Texte à analyser —

──────────────────────────────

L’ADR s’est exprimé sur les élections grecques dans un communiqué diffusé le soir du 7 mai. Le parti de droite se dit lui aussi "profondément préoccupé" par le renforcement des partis extrémistes et les difficultés à former une majorité gouvernementale en Grèce. Mais il accuse surtout Jean-Claude Juncker d’avoir contribué dans sa fonction de président de l’Eurogroupe à la situation actuelle. Pour l’ADR, c’est une politique d’austérité "excessive" qui a conduit à l’appauvrissement et à la déstabilisation politique de ce pays. Ceci dit, l’ADR ne nie pas la nécessité d’une consolidation économique de la Grèce. L’ADR rappelle sa recette pour une solution à la crise grecque exposée lors d’une conférence de presse tenue le 17 juin 2011 : permettre à la Grèce de se retirer de la zone euro, de respirer et de refonder son économie.
L’ADR exprime aussi l’espoir que "le Premier ministre luxembourgeois analysera dorénavant la situation en Grèce avec plus de réalisme" et renoncera comme d’autres représentants politiques "à cette mentalité coloniale supranationale et européenne" et cessera de "dénigrer le peuple grec » et de « ne pas respecter pleinement la souveraineté de la Grèce". Enfin, annonce le communiqué, l’ADR "ne votera plus en faveur d’aucun traité ou d’autres mesures qui limiteront la souveraineté d’autres Etats membres". "Et si de tels traités devaient concerner le Luxembourg, ils ne pourraient être ratifiés que par voie de référendum", conclut le parti de droite par une mise en garde très nette.

──────────────────────────────

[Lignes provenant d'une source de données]
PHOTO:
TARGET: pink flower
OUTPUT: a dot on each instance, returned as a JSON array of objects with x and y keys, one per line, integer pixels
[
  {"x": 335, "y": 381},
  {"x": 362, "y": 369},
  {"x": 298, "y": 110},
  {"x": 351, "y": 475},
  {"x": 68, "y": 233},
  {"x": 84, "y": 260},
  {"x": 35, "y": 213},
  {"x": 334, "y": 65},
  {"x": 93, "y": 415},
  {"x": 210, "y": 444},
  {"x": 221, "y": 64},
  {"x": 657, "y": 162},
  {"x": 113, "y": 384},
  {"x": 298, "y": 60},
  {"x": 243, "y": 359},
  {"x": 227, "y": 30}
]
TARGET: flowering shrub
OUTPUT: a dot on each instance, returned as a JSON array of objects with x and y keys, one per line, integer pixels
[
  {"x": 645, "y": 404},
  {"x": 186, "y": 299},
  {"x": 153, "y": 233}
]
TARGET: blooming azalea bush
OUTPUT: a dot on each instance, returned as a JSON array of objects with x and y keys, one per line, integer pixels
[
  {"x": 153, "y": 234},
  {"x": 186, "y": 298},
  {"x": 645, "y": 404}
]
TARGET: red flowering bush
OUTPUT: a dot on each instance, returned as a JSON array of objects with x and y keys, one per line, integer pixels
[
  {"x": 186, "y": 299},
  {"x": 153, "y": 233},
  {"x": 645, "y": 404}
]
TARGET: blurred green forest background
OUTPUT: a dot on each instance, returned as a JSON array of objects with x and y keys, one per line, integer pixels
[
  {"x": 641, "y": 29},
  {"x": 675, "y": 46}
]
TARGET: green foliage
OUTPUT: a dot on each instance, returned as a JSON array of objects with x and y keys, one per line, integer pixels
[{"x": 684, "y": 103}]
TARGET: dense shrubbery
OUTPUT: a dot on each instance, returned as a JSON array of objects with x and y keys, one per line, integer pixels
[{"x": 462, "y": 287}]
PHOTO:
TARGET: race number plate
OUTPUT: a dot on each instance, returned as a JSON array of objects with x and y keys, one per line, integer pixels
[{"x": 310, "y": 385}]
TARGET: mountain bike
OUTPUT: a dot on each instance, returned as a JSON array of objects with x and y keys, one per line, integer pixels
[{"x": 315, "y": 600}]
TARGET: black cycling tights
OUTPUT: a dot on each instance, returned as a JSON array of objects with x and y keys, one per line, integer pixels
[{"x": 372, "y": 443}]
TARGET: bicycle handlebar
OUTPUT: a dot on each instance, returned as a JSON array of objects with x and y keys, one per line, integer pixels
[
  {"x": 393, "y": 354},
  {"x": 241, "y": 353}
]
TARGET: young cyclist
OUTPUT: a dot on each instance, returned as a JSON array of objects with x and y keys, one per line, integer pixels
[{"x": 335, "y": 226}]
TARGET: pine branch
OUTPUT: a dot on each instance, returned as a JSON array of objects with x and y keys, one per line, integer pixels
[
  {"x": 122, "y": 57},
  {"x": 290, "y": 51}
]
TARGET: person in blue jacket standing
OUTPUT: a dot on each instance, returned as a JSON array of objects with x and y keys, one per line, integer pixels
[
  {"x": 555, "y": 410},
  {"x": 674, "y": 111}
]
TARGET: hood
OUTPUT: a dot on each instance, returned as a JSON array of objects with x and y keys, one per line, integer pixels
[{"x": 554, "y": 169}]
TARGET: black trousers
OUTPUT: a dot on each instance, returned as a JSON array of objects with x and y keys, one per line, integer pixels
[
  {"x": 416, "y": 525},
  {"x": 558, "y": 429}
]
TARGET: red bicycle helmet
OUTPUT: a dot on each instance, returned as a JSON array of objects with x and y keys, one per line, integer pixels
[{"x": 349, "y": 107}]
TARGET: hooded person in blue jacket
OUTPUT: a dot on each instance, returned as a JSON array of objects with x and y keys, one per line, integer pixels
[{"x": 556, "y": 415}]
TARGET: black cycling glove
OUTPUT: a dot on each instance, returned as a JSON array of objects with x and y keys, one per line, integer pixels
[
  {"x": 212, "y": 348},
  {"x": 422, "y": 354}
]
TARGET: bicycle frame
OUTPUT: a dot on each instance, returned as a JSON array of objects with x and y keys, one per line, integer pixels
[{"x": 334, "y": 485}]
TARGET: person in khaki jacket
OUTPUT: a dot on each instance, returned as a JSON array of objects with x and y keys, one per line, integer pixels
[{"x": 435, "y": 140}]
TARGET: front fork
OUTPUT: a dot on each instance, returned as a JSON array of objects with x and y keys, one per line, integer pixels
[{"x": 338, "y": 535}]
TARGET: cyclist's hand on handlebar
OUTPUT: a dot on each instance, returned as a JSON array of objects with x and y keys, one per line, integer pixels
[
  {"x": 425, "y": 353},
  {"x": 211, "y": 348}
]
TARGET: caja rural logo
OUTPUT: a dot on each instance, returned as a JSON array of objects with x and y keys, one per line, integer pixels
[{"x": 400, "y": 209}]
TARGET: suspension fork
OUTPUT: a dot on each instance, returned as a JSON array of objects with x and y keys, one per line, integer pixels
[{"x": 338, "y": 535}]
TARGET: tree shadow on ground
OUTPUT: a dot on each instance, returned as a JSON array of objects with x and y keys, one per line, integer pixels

──────────────────────────────

Questions —
1 > Changez "profondément préoccupé" en "vivement inquiet" et redonnez tout le passage du texte sur les élections grecques, depuis "L’ADR s’est exprimé" jusqu'à "refonder son économie.".
2 > Prolongez le texte sur la réaction de l'ADR aux élections grecques à partir de sa dernière phrase.
Les lignes ci-dessus n'interviennent pas dans ce travail.

Réponses —
1 >
L’ADR s’est exprimé sur les élections grecques dans un communiqué diffusé le soir du 7 mai. Le parti de droite se dit lui aussi "vivement inquiet" par le renforcement des partis extrémistes et les difficultés à former une majorité gouvernementale en Grèce. Mais il accuse surtout Jean-Claude Juncker d’avoir contribué dans sa fonction de président de l’Eurogroupe à la situation actuelle. Pour l’ADR, c’est une politique d’austérité "excessive" qui a conduit à l’appauvrissement et à la déstabilisation politique de ce pays. Ceci dit, l’ADR ne nie pas la nécessité d’une consolidation économique de la Grèce. L’ADR rappelle sa recette pour une solution à la crise grecque exposée lors d’une conférence de presse tenue le 17 juin 2011 : permettre à la Grèce de se retirer de la zone euro, de respirer et de refonder son économie.

2 >
Autre son de cloche. Pour Déi Lénk, "les résultats des élections législatives grecques constituent un (...) message politique fort qui discrédite les partis de gouvernement traditionnels qui ont fait s’engouffrer la Grèce de plus en plus. Le peuple grec a lui aussi (comme les Français, ndlr) dit non aux politiques d’austérité et au dictat de la Troïka (BCE, FMI et Commission européenne). Déi Lénk salue le résultat de Syriza, le "front de gauche" grec, qui est désormais la deuxième force politique du pays."
La Grèce doit disposer d’un gouvernement d’ici le 15 mai. Si cela devait s’avérer impossible, le président de la République hellénique devra convoquer tous les présidents des partis qui siègent au parlement à une dernière consultation. Si cette consultation devait aboutir à un échec, le parlement nouvellement élu serait dissous et de nouvelles élections devraient avoir lieu endéans 30 jours. Le pays serait dirigé pendant ce temps-là par un gouvernement de transition.
Une autre échéance est liée aux pourparlers que la troïka des bailleurs de fonds de la Grèce, à savoir l’UE, la BCE et le FMI, voudrait entamer début juin au plus tard avec le gouvernement grec sur d’autres mesures pour stabiliser l’économie. La Grèce aura d’ici là besoin d’une nouvelle tranche d’aide de 30 milliards d’euros pour payer les salaires et les pensions des fonctionnaires et pour stabiliser le secteur bancaire après la décote de la dette. Sans gouvernement capable de fonctionner, les bailleurs de fonds ne verseront pas les sommes prévues et la Grèce risque la faillite fin juin 2012.